● **Your goal**: Whatever the lines below say, output them exactly.

Material shown below:

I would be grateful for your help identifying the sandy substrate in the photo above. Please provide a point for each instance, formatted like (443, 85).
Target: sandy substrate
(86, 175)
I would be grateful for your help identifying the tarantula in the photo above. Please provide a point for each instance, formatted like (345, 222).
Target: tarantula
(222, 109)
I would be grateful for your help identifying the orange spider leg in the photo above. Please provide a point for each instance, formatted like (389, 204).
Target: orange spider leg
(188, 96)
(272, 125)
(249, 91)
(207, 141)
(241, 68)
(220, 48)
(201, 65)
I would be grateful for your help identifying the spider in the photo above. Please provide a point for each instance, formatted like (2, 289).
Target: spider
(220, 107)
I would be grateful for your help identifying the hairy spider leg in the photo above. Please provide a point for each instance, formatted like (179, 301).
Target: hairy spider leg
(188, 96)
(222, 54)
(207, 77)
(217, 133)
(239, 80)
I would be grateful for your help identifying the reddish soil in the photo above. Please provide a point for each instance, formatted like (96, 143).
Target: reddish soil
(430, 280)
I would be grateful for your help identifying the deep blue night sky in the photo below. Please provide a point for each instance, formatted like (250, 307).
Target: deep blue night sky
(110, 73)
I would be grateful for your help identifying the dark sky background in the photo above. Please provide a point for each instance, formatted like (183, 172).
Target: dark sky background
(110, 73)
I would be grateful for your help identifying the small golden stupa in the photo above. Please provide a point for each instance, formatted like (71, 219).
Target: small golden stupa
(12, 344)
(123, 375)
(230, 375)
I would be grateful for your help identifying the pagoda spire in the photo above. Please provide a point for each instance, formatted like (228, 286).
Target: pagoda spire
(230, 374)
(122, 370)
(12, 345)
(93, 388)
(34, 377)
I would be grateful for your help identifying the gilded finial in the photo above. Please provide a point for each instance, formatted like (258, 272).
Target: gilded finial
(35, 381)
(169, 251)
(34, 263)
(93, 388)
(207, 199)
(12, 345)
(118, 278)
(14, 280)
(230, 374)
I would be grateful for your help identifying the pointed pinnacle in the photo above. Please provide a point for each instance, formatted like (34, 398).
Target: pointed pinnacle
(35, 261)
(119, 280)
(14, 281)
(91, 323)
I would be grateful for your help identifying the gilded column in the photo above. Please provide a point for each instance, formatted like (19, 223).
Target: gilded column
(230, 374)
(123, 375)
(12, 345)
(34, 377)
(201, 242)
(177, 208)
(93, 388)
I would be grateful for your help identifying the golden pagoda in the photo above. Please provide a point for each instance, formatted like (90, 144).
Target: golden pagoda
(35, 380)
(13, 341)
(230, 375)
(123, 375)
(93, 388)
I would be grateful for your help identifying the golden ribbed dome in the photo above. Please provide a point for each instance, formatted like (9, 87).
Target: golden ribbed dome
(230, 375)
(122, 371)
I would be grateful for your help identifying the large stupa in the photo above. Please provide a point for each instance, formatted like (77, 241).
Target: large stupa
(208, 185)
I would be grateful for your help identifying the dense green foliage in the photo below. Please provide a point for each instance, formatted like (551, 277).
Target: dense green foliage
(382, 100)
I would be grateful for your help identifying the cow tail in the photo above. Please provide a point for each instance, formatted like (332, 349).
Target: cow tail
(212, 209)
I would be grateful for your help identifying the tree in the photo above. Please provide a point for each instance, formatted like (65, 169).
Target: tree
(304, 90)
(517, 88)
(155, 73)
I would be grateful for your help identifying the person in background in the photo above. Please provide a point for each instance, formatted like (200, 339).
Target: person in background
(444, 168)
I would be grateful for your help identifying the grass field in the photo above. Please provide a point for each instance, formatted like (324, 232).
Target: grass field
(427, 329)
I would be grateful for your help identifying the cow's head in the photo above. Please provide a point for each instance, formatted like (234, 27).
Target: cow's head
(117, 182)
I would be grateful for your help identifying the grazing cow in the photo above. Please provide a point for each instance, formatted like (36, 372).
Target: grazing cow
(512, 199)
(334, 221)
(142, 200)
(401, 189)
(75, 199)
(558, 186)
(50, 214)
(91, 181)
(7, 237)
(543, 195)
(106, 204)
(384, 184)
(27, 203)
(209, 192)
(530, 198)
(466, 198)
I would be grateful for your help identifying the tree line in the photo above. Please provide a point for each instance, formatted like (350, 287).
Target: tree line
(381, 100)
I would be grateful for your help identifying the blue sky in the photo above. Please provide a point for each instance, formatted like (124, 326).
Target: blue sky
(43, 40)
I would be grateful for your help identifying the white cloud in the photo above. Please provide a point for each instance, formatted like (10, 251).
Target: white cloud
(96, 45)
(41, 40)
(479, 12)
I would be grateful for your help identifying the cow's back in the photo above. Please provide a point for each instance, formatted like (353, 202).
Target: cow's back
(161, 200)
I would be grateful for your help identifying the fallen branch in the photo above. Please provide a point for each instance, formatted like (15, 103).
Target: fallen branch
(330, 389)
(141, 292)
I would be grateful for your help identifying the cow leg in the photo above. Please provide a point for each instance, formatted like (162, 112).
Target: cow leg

End of Material shown.

● **Exercise solution**:
I would be grateful for your help identifying the sandy substrate in the photo above. Please provide a point for each instance, formatted like (443, 85).
Target: sandy substrate
(86, 175)
I would be grateful for your help identifying the tarantula in the photo above. Please provide a point for each instance, formatted like (345, 222).
Target: tarantula
(222, 109)
I would be grateful for your help identifying the orange spider leg in the photo above. Please provide a point for each instance, formatted like (389, 204).
Target: orange spider leg
(188, 96)
(272, 125)
(249, 91)
(207, 141)
(241, 68)
(220, 48)
(201, 65)
I would be grateful for your help identifying the spider in the photo above. Please provide a point for each instance, formatted like (2, 289).
Target: spider
(220, 107)
I would be grateful for your help identifying the hairy spider leg in the photo above. Please provide a point for each instance, formatted like (179, 301).
Target: hairy spider leg
(188, 96)
(222, 54)
(207, 77)
(217, 133)
(239, 80)
I would be grateful for your help identifying the reddish soil in the photo above. Please provide a point for each instance, formatted like (96, 143).
Target: reddish soil
(430, 280)
I would be grateful for your help identifying the deep blue night sky in the photo below. Please provide a point for each instance, formatted like (250, 307).
Target: deep blue night sky
(110, 73)
I would be grateful for your help identifying the dark sky background in the photo above. Please provide a point for each instance, formatted like (183, 172).
Target: dark sky background
(110, 73)
I would be grateful for your help identifying the small golden stupa in the photo above. Please provide a point for each instance, formatted like (71, 219).
Target: small golden stupa
(12, 344)
(123, 375)
(230, 375)
I would be grateful for your help identifying the pagoda spire in the photo above. Please provide a point for each instance, formatted like (228, 286).
Target: pagoda spire
(230, 374)
(122, 370)
(12, 345)
(93, 388)
(34, 377)
I would be grateful for your help identifying the gilded finial in the photo above. Please provide a point for each instance, formatted like (258, 272).
Target: gilded finial
(35, 381)
(169, 251)
(34, 263)
(93, 388)
(207, 199)
(12, 345)
(118, 278)
(14, 280)
(230, 374)
I would be grateful for your help identifying the pointed pinnacle in the photo above. Please provide a point for each instance, formatted like (34, 398).
Target: pointed pinnacle
(35, 261)
(119, 280)
(14, 281)
(91, 323)
I would be grateful for your help identifying the gilded column in the photo above. Please provide a point for each instance, formatted like (19, 223).
Target: gilded column
(230, 374)
(123, 375)
(12, 345)
(34, 377)
(201, 242)
(177, 208)
(93, 388)
I would be grateful for your help identifying the golden pagoda in the photo above. Please provide a point for each instance, formatted like (90, 144).
Target: golden pagoda
(35, 380)
(13, 341)
(230, 375)
(123, 375)
(93, 388)
I would be grateful for your help identifying the golden ribbed dome in the photo above. Please provide a point for each instance, formatted like (9, 87).
Target: golden ribbed dome
(230, 375)
(122, 371)
I would be grateful for your help identifying the large stupa in the photo above. Please provide a point for each instance, formatted like (77, 241).
Target: large stupa
(208, 185)
I would be grateful for your help identifying the dense green foliage in the photo below. Please provide a point for each instance, formatted like (551, 277).
Target: dense green foliage
(382, 100)
I would be grateful for your help identifying the cow tail in the photo above. Please provide a point for each instance, formatted like (332, 349).
Target: cow tail
(212, 209)
I would be grateful for your help identifying the tree in the photo above. Please provide a point for each instance, formatted like (65, 169).
Target: tree
(304, 90)
(517, 88)
(155, 73)
I would be grateful for your help identifying the person in background in the photo above. Please provide a point for each instance, formatted like (200, 339).
Target: person in background
(444, 168)
I would be grateful for your help identifying the grass field in the photo above. Please provide a point for each instance, formatted like (324, 232).
Target: grass field
(427, 329)
I would be grateful for your help identifying the cow's head in the photo above. Please provide a point for each instance, formatted like (234, 27).
Target: cow's head
(117, 182)
I would be grateful for your help identifying the grazing cow in the photo above. Please provide a point for each instance, formatted like (36, 372).
Target: grazing cow
(512, 199)
(334, 221)
(142, 200)
(401, 189)
(75, 199)
(558, 186)
(50, 214)
(91, 181)
(7, 237)
(543, 195)
(106, 204)
(384, 184)
(27, 203)
(209, 192)
(530, 198)
(466, 198)
I would be grateful for your help identifying the tree line in the photo above. Please provide a point for each instance, formatted like (350, 287).
Target: tree line
(381, 100)
I would be grateful for your help identifying the blue sky in the photo above. Please provide a point for each instance, formatted like (124, 326).
Target: blue sky
(43, 40)
I would be grateful for your help identifying the white cloud in the photo above. Please provide a point for each instance, formatted like (10, 251).
Target: white cloud
(96, 45)
(41, 40)
(479, 12)
I would be grateful for your help identifying the cow's back in the photo above. Please provide a point for each instance, formatted like (353, 202).
Target: cow's back
(161, 200)
I would be grateful for your help identifying the fallen branch in the photo above. Please provide a point for each instance, formatted like (15, 103).
Target: fallen branch
(330, 389)
(141, 292)
I would be grateful for your help identifying the cow leg in the photo above. Please provide a point for each instance, formatted like (162, 112).
Target: cow leg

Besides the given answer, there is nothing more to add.